What to work on —
A verbatim copy of the lines starting at the one with "the wooden post" and ending at the last line below is required; include nothing else.

(Records drawn from a dataset)

○ ○ ○

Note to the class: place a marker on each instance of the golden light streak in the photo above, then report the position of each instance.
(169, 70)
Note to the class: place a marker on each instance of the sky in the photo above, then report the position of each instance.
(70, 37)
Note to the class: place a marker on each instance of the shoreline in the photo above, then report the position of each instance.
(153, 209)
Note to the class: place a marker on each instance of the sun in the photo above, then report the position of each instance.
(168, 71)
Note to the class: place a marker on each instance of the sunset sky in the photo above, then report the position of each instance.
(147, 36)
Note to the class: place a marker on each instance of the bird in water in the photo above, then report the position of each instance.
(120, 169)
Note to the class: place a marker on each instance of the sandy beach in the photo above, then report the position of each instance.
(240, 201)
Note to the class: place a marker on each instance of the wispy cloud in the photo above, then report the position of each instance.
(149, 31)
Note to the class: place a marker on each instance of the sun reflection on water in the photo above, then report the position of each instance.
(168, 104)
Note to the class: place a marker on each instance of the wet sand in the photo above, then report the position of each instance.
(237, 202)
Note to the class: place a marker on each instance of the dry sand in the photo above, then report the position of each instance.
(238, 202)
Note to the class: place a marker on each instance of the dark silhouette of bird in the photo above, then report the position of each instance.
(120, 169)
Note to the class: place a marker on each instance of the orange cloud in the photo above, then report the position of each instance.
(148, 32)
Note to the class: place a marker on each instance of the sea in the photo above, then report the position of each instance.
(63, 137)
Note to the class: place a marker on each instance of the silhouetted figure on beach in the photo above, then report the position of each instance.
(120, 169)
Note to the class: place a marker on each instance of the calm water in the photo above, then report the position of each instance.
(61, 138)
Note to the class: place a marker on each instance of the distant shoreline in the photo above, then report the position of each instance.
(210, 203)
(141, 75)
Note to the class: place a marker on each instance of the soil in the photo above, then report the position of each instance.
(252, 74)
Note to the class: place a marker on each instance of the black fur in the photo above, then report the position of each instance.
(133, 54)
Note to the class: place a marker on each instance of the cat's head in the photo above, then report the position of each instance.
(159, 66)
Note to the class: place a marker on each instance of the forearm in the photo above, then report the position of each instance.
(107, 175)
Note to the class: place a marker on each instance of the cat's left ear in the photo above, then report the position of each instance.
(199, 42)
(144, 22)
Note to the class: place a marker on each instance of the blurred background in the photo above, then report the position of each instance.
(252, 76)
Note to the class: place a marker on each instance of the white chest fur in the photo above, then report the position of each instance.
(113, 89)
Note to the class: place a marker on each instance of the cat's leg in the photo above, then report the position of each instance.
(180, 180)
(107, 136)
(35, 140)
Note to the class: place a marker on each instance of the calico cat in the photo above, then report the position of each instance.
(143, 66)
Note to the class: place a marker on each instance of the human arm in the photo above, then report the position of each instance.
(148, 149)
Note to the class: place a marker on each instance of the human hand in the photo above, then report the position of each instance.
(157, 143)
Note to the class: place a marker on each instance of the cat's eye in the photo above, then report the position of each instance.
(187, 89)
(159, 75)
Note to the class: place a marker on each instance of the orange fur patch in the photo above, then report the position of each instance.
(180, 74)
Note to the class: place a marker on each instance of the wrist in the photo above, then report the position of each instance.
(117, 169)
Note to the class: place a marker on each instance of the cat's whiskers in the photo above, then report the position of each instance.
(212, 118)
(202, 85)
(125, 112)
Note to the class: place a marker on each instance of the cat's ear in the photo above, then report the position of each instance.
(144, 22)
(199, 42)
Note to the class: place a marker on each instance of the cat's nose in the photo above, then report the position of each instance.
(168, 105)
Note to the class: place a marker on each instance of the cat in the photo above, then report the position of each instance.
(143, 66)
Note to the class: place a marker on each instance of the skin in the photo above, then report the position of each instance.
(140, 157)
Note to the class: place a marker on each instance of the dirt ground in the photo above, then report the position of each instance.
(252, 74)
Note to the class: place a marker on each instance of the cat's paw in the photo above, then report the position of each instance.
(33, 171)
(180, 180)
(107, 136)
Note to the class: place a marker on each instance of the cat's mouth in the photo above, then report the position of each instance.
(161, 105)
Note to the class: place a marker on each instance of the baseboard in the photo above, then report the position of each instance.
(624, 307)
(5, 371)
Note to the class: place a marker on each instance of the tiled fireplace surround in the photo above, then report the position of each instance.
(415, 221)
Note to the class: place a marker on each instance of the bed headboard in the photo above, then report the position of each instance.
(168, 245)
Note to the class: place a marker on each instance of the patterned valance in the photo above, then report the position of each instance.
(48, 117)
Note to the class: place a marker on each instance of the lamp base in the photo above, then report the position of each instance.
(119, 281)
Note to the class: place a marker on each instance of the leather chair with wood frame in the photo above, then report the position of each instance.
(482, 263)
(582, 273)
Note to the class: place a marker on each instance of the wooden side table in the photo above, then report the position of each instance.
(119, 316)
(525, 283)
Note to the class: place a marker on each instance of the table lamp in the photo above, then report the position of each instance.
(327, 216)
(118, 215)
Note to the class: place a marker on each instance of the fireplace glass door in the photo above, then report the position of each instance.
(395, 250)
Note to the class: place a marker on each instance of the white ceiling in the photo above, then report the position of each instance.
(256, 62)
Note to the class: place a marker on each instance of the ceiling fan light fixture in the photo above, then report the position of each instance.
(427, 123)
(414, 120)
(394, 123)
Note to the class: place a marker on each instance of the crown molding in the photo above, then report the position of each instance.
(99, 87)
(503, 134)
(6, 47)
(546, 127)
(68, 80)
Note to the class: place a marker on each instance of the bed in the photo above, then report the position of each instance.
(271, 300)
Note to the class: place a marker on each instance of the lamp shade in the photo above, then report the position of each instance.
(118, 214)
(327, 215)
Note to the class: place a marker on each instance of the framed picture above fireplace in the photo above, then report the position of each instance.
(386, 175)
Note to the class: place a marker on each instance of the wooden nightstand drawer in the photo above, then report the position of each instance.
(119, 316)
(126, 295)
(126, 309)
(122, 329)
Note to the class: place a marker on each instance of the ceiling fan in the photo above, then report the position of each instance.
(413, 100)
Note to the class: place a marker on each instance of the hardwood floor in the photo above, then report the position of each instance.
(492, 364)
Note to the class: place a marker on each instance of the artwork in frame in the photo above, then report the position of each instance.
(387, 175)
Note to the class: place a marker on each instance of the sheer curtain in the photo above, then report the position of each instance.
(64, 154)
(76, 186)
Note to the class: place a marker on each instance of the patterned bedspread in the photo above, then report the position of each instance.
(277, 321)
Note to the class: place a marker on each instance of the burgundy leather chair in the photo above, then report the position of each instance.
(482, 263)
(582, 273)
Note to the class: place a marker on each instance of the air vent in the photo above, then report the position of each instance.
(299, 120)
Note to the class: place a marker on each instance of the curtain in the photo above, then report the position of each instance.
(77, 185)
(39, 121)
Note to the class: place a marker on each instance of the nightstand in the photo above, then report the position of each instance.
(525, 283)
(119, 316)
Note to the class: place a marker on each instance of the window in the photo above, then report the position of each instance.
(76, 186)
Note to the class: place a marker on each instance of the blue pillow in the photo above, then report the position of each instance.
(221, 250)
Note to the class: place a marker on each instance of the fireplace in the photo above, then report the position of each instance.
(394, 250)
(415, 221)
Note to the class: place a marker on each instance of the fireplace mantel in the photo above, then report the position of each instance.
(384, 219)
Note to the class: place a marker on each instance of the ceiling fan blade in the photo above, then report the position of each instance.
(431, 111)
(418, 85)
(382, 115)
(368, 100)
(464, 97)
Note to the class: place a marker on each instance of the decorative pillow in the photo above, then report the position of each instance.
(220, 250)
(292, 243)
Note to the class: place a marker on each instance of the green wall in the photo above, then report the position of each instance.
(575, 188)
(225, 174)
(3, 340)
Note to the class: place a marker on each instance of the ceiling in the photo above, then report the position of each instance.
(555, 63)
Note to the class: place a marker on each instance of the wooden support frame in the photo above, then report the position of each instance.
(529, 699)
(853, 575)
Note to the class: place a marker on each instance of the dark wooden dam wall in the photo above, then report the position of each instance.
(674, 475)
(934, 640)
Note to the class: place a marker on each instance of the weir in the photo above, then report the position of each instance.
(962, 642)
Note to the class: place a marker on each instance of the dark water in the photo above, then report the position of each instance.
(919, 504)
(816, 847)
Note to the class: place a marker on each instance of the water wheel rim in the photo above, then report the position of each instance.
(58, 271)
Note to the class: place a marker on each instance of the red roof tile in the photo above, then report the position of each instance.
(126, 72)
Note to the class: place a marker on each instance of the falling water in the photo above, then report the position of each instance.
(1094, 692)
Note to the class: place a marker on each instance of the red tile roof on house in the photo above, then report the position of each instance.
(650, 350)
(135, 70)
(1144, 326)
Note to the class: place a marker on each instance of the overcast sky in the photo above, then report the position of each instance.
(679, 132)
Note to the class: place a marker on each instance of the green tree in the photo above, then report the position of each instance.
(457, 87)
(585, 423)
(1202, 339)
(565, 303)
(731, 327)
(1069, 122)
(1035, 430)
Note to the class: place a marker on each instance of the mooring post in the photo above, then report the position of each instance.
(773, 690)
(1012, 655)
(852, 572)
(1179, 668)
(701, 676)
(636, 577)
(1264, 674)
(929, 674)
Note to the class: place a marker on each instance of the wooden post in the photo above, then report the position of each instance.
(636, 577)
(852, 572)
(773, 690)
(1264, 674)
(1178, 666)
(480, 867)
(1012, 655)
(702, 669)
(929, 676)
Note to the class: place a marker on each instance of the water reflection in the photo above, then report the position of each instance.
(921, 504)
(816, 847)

○ ○ ○

Response —
Note to the class: place a marker on each instance of the wooden post in the photo above, then report the position of each instance.
(636, 577)
(852, 572)
(773, 690)
(1264, 674)
(1178, 666)
(480, 867)
(1012, 655)
(702, 669)
(929, 676)
Note to the class: place a marker on each instance of the water reflection in the photo above, then report the position of each instance.
(921, 504)
(816, 847)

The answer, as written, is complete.